WHAT IS BEING ASKED :: Give the data again in full, exactly as written below.

GIVEN INFORMATION ::
┌────────

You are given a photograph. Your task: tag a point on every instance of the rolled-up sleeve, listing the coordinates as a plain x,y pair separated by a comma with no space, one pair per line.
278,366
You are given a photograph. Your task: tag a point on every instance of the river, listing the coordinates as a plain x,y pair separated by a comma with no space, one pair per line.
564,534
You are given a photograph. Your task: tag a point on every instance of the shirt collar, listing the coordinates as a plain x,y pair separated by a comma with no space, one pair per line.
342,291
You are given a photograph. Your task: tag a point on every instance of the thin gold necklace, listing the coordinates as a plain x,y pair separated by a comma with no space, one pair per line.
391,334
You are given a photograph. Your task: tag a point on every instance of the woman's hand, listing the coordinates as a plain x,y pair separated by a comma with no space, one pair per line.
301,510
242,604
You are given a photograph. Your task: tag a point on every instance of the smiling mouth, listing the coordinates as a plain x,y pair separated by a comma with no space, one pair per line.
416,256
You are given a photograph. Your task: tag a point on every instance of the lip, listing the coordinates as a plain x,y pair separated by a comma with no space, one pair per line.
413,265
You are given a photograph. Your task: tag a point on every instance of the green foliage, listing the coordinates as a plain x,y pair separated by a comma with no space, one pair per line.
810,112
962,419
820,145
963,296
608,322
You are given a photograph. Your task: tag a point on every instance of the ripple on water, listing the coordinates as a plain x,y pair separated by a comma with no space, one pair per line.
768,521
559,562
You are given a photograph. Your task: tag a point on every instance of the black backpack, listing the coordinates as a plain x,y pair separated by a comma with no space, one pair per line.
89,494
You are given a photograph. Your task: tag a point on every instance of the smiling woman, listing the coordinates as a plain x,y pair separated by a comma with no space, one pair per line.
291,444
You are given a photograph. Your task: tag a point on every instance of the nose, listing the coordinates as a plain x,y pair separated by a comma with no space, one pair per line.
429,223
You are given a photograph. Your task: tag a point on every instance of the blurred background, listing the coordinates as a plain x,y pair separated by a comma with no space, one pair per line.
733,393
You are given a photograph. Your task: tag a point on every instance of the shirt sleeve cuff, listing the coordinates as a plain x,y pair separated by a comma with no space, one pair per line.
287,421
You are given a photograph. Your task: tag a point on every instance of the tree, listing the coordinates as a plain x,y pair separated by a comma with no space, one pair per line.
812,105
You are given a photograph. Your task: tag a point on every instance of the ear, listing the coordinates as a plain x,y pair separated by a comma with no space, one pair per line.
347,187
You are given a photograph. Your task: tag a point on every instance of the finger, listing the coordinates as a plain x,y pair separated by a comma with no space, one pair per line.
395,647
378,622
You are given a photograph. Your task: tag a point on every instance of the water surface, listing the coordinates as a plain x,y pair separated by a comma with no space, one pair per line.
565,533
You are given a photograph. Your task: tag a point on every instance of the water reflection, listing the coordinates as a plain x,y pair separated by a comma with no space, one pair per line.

└────────

ANSWER BELOW ::
You are given a photograph. Your task: tag a point on every instance of the rolled-up sleeve, listing the coordinates as a plain x,y pair separated by a comma with no space, one pair per line.
278,366
You are given a photograph. Your task: tag a point on every instance of the river, listing the coordinates as a plain x,y pair separated by a comma with no space, one pair per line.
564,534
You are given a photograph. Your task: tag a point on every instance of the shirt collar, listing the coordinates as a plain x,y pair separated by a comma with no space, one pair per line.
342,291
You are given a photograph. Your task: tag a point on every instance of the thin gold necklace, listing the coordinates as a plain x,y pair separated by a comma with no space, one pair per line.
391,334
You are given a photograph. Your task: tag a point on every instance of the woman's hand, listing the coordinates as a plain x,y pair separated by a comma with no space, one pair per line.
301,510
242,604
You are given a photograph. Your task: tag a point on every instance of the smiling mouth, listing the coordinates as a plain x,y pair separated by a comma with no space, one pair per line.
416,256
You are given a photograph. Your task: tag a point on every instance of the lip, listing the coordinates as a plain x,y pair separated by a comma with no space, one pair per line.
413,265
You are given a photograph. Your task: tag a point on every instance of the green foliage, listing the coordinates as a plain x,y pair separated by a comma with no space, one pair per line.
810,112
962,419
820,145
963,296
608,322
You are given a photograph. Your task: tag a point on every instance of the ripple on water, listing the coordinates as a plain x,y pair separated by a comma with no space, one pair per line.
768,521
559,562
You are given a photograph. Your task: tag a point on every instance of the black backpack, listing the coordinates as a plain x,y pair separated by a comma with no space, one pair per line.
89,494
You are given a photograph. Your task: tag a point on every instance of the smiling woman, listing the coordinates as a plain x,y pair separated by a comma with no space, one pair per line.
291,444
You are given a photograph. Your task: tag a point on every instance of the nose, listing the coordinates as a plain x,y pair separated by a comma with no space, one pair per line.
429,223
You are given a photograph. Your task: tag a point on every instance of the blurred background, listing the coordinates as a plain x,y pair separated by a comma with no space, one pair per line.
733,393
You are given a photograph. Your task: tag a point on every instance of the shirt sleeve cuff, listing the coordinates as a plain x,y pair separated by a comma with no space, one pair per line.
287,421
You are given a photograph. Your task: tag a point on every instance of the tree, listing the coordinates as a plain x,y pair separated by a comma with no space, one pair per line.
812,105
You are given a photograph. Your task: tag a point on every instance of the ear, listing the coordinates as a plain x,y pair separated by a comma with no space, one pair per line.
347,187
You are given a photograph. Your task: tag a point on every instance of the finger, listing the coordinates as a plain x,y pair separated by a comma with no space, one pair per line.
395,647
378,622
You are given a photograph. Your task: tag a point on every instance of the water surface, listing the coordinates as a plain x,y pair separated by a comma with no space, one pair per line.
565,533
You are given a photograph. Your task: tag a point on every instance of the water reflection, listing the coordinates as a plain x,y pair separated by a comma with no space, one pair per line.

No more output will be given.